Written instruction 1: Summarize the email header in two sentences.

Excerpt provided:
From: "Naveen N. Rao" <naveen.n.rao@linux.vnet.ibm.com>
To: "Gautham R. Shenoy" <ego@linux.vnet.ibm.com>,
Kamalesh Babulal <kamalesh@linux.vnet.ibm.com>,
Michael Ellerman <mpe@ellerman.id.au>,
Nathan Lynch <nathanl@linux.ibm.com>,
Vaidyanathan Srinivasan <svaidy@linux.vnet.ibm.com>,
Tyrel Datwyler <tyreld@linux.ibm.com>
Cc: linuxppc-dev@lists.ozlabs.org, linux-kernel@vger.kernel.org
Subject: Re: [PATCH v4 6/6] pseries/sysfs: Minimise IPI noise while reading [idle_][s]purr
Date: Wed, 01 Apr 2020 15:28:48 +0530 [thread overview]
Message-ID: <1585734367.oqwn7dzljo.naveen@linux.ibm.com> (raw)

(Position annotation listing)
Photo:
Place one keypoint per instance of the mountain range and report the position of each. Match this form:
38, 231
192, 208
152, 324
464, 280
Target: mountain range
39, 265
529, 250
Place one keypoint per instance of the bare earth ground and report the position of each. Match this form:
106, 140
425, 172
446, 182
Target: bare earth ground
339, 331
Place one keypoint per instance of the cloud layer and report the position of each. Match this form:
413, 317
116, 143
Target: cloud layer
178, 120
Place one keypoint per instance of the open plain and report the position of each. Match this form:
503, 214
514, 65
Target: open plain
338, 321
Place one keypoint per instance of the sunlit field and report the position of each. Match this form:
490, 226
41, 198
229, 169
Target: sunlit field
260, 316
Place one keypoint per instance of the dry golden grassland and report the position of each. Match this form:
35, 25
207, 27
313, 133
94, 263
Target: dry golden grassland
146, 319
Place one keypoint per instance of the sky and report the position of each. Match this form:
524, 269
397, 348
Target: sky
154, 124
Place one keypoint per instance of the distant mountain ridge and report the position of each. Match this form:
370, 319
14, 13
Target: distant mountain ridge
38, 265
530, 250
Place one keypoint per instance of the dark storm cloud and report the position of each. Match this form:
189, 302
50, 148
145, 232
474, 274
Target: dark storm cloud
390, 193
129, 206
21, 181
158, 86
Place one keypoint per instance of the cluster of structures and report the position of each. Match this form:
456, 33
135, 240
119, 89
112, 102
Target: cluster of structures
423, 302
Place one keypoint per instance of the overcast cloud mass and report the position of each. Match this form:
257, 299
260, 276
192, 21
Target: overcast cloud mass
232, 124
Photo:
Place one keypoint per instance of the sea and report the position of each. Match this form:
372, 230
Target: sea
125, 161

Written instruction 2: Reproduce the listing from the line with "Place one keypoint per instance of the overcast" up to and including its last line, substituting "marker" for "keypoint" and leaving everything else unchanged. Give only those lines.

Answer 1: Naveen N. Rao sent a reply on Wed, 01 Apr 2020 with the subject "Re: [PATCH v4 6/6] pseries/sysfs: Minimise IPI noise while reading [idle_][s]purr." It was addressed to Gautham R. Shenoy, Kamalesh Babulal, Michael Ellerman, Nathan Lynch, Vaidyanathan Srinivasan and Tyrel Datwyler, with copies to linuxppc-dev@lists.ozlabs.org and linux-kernel@vger.kernel.org.

Answer 2:
Place one marker per instance of the overcast cloud mass and report the position of each. Match this form:
257, 299
260, 276
192, 21
Target: overcast cloud mass
232, 124
Photo:
Place one marker per instance of the sea and report the position of each. Match this form:
372, 230
Target: sea
125, 161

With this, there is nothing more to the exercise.